GIVEN REQUEST: Arrange the lines of all the items below into a single numbered list, skipping any blank lines and leaving out the pictures.

MATERIAL PROVIDED:
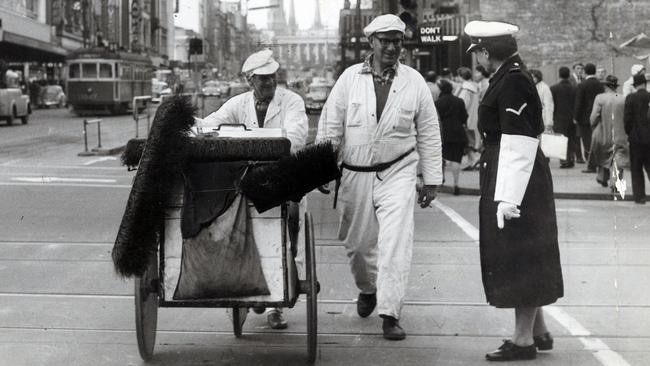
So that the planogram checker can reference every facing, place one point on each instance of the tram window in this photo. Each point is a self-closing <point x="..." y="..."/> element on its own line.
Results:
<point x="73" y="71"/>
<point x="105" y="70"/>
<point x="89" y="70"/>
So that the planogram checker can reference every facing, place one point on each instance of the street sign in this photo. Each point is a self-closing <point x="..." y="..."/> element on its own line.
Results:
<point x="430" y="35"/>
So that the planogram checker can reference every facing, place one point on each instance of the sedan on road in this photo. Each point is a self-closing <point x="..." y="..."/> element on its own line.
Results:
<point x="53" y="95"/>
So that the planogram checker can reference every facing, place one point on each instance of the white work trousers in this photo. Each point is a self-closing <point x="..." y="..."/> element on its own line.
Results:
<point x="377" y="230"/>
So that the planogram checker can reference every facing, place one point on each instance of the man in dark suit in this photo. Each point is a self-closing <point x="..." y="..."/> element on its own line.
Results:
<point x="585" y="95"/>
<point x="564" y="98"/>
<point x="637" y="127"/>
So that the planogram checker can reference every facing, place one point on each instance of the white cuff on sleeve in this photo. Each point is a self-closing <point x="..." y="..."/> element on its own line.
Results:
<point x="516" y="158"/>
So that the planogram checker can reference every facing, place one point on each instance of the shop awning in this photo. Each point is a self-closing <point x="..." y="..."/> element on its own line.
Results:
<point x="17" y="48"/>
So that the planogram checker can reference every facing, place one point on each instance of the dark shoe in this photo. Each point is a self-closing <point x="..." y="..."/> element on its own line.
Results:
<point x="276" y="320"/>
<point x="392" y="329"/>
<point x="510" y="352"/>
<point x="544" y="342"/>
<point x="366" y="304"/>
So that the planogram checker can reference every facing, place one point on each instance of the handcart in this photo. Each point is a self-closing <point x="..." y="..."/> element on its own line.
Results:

EXERCISE SOLUTION:
1. So that the planogram checker can reference every facing, place one point on each instance of the tram window in this photo. Each point is a self-closing <point x="..." y="..."/> element on its own line.
2. Results:
3. <point x="73" y="71"/>
4. <point x="105" y="70"/>
5. <point x="89" y="70"/>
6. So that the planogram checker can reference every facing, place one point on each instance of the street sign in this photo. Each point is a self-closing <point x="..." y="..."/> element on its own line.
7. Results:
8. <point x="430" y="35"/>
9. So that the planogram checker can reference every facing, place one point on each instance of the sedan on road in this photo. Each point is a self-closing <point x="..." y="..."/> element on its own line.
10. Results:
11. <point x="53" y="95"/>
12. So that the planogram checker can reference every facing, place one point on each instance of the white work trousers in this photo. Each point is a self-closing <point x="..." y="..."/> element on its own line.
13. Results:
14. <point x="377" y="230"/>
15. So that the planogram checker can reference every facing, place one point on each instance of the man in dark suit in this photo. Each point is a self-closing <point x="..." y="..."/> element on its own line.
16. Results:
17. <point x="585" y="95"/>
18. <point x="564" y="98"/>
19. <point x="637" y="127"/>
20. So that the planogram checker can reference every facing, place one point on each instance of the white cuff on sleeve in this photo. Each point is a self-closing <point x="..." y="..."/> element on its own line.
21. Results:
22. <point x="516" y="158"/>
23. So that the planogram checker can reference every facing, place one point on each instance of the shop awning in this photo. Each point is a self-closing <point x="..." y="..."/> element on its own line.
24. Results:
25. <point x="17" y="48"/>
26. So that the planogram checker can reference every facing, place one point on each instance of the dark shoe in this photo. Each point is a self-closing <point x="..." y="..."/> element on its own line.
27. Results:
28. <point x="276" y="320"/>
29. <point x="392" y="329"/>
30. <point x="510" y="352"/>
31. <point x="544" y="342"/>
32. <point x="366" y="304"/>
33. So that the planogram checker can reference every facing, place one point on each instance of the handcart in this photo. Each point is a self-closing <point x="..." y="..."/> element on its own line.
34. Results:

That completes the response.